* START *

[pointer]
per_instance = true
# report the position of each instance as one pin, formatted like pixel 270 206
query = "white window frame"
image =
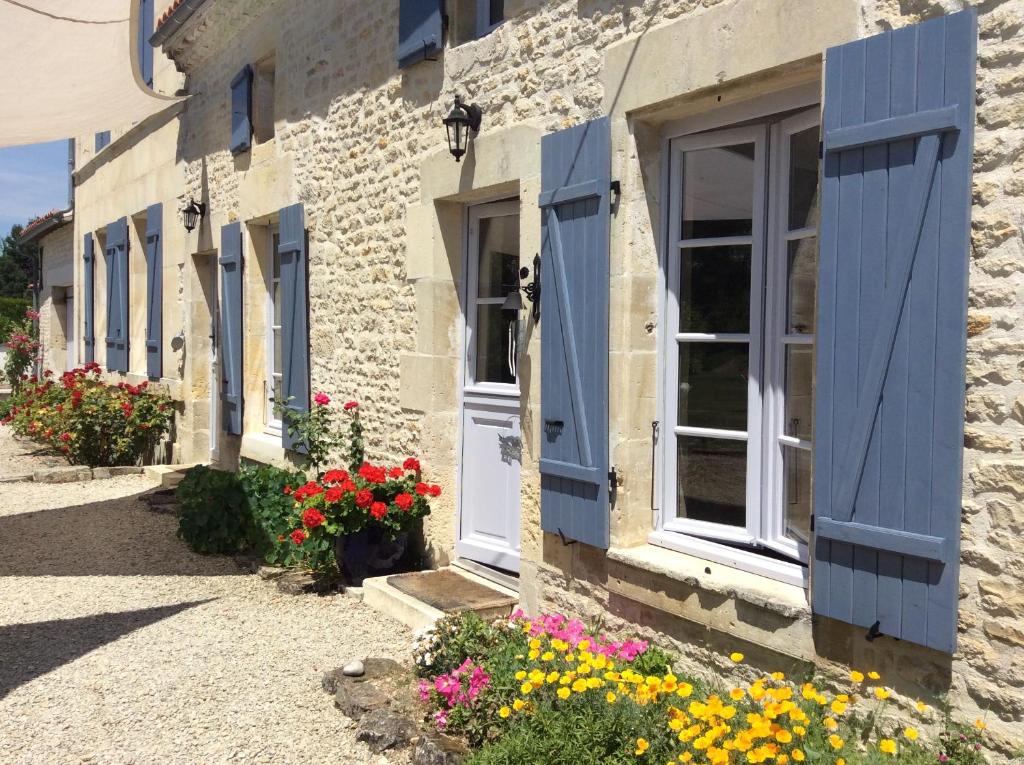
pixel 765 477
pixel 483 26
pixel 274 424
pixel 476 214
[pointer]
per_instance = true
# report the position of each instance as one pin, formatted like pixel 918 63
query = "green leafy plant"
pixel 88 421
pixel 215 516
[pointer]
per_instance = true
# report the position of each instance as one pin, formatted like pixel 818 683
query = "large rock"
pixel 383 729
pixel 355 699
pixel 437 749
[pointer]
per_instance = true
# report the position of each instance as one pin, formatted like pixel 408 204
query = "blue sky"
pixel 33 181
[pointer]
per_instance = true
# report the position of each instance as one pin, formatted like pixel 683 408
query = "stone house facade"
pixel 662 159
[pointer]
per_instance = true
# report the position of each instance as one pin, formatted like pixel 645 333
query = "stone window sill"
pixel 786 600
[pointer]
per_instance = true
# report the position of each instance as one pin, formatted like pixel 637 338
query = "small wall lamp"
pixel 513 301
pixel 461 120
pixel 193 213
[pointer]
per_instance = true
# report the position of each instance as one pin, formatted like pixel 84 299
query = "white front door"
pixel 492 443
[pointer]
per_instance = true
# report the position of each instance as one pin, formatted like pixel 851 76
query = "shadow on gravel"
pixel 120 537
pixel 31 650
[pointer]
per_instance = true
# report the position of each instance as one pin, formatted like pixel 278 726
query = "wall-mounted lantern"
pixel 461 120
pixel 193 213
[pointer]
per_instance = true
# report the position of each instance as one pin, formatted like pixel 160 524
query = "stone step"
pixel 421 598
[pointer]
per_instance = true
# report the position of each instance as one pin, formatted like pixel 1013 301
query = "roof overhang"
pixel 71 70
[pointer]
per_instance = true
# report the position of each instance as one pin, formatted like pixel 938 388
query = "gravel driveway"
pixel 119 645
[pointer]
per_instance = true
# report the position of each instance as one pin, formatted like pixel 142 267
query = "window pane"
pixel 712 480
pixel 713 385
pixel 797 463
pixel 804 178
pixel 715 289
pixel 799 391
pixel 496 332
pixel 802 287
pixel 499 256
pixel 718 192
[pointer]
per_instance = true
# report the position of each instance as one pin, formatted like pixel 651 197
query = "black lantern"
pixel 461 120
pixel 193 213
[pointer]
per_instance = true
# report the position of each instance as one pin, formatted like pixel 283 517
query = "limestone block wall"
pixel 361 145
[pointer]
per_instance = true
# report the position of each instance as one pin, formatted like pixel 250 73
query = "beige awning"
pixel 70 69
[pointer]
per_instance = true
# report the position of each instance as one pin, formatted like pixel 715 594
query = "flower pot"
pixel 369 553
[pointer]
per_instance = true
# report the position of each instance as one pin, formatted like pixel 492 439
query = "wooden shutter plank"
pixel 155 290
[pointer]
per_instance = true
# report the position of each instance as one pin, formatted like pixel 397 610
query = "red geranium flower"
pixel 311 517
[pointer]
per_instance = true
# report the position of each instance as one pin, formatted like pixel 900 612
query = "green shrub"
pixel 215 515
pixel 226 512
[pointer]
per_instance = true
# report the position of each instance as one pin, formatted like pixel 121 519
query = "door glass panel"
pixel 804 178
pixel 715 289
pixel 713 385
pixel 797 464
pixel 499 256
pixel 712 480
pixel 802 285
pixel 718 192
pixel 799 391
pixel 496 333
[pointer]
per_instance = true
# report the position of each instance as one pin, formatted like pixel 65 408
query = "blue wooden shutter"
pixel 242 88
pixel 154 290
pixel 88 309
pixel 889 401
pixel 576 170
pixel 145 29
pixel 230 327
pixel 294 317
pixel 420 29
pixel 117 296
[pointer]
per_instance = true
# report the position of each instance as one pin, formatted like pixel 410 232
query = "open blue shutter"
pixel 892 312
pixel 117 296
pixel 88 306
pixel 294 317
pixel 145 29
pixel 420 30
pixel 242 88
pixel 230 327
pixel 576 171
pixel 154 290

* END *

What the task requires —
Make an exact copy of the records above, with the pictures left out.

The reply —
[pointer]
per_instance = true
# report the position of each instance as one pin, formatted like pixel 270 206
query = "white window frame"
image =
pixel 765 477
pixel 483 26
pixel 274 424
pixel 476 214
[pointer]
per_instance = true
# report the position of each instance as one pin, formatted like pixel 918 63
query = "green leafy plant"
pixel 88 421
pixel 215 516
[pointer]
per_instance = true
# report the position of each instance as one pin, formatted like pixel 818 683
query = "large rock"
pixel 383 729
pixel 355 699
pixel 437 749
[pointer]
per_instance = true
# report the position of each instance as one pin, formatted like pixel 408 204
query = "blue sky"
pixel 33 181
[pointer]
per_instance = true
# report the position of each instance as one pin, formatted like pixel 683 408
query = "stone house facade"
pixel 662 159
[pointer]
per_instance = true
# report the position of each instance as one pin, formatted like pixel 645 333
query = "stone window sill"
pixel 786 600
[pointer]
per_instance = true
# report the position of each instance as one pin, formatted like pixel 637 338
query = "small wall lamp"
pixel 513 301
pixel 461 120
pixel 193 213
[pointer]
per_instance = true
# report the position of each instance as one pin, formatted like pixel 84 299
query = "white front door"
pixel 492 443
[pointer]
per_instance = true
# report the position of each instance as one pin, formatted like pixel 851 76
query = "shadow on gravel"
pixel 120 537
pixel 31 650
[pointer]
per_instance = true
# report the position of each instance as one pin, formatted like pixel 278 726
query = "wall-mounted lantern"
pixel 461 120
pixel 193 213
[pointer]
per_instance = true
# report the position of each instance as one pin, formatted like pixel 160 524
query = "stone step"
pixel 421 598
[pointer]
per_instance = true
# report the position of each instance as one pin, formatted like pixel 1013 301
query = "roof overhang"
pixel 71 70
[pointer]
per_instance = true
# report the position of each instance as one pin, formatted like pixel 938 388
query = "gravel driveway"
pixel 119 645
[pointer]
per_instance = true
# report the position of each instance as one pin, formatted like pixel 142 267
query = "window pane"
pixel 712 480
pixel 713 385
pixel 797 463
pixel 804 178
pixel 715 289
pixel 799 391
pixel 496 332
pixel 802 287
pixel 499 256
pixel 718 192
[pointer]
per_instance = true
# report the position of each instance as one pin, formatted like pixel 651 197
query = "black lantern"
pixel 461 120
pixel 193 213
[pointer]
per_instance = true
# report the position of each instance as one pin, formatted like pixel 283 517
query = "limestone block wall"
pixel 361 145
[pointer]
per_instance = true
# report the position of each instance as one pin, formatted like pixel 250 73
query = "beige awning"
pixel 70 69
[pointer]
per_instance = true
# report the position of each instance as one pin, formatted like pixel 715 594
query = "flower pot"
pixel 369 553
[pointer]
per_instance = true
# report the position of each instance as one pin, formatted like pixel 492 439
query = "wooden shutter plank"
pixel 155 290
[pointer]
per_instance = true
# report the position of each instance as one pin, formatted like pixel 397 610
query = "red geranium flower"
pixel 311 517
[pointer]
per_instance = true
# report the position of each instance as one pin, formatted like pixel 900 612
query = "green shrub"
pixel 215 515
pixel 226 512
[pointer]
per_instance = true
# report the position of each instance as one pin, formatted like pixel 121 519
query = "door glass panel"
pixel 804 178
pixel 715 289
pixel 713 385
pixel 797 464
pixel 499 256
pixel 712 480
pixel 802 285
pixel 718 192
pixel 799 391
pixel 496 333
[pointer]
per_instance = true
# report the position of each instance as one pin, formatted like pixel 65 408
query = "blue wooden shutter"
pixel 242 88
pixel 154 290
pixel 88 309
pixel 889 401
pixel 576 170
pixel 145 29
pixel 230 327
pixel 294 317
pixel 420 29
pixel 117 296
[pointer]
per_instance = true
# report the position of each instance as one pin, formatted like pixel 410 232
query = "open blue shutter"
pixel 892 312
pixel 117 296
pixel 88 306
pixel 294 317
pixel 145 29
pixel 420 30
pixel 242 88
pixel 230 327
pixel 576 171
pixel 154 290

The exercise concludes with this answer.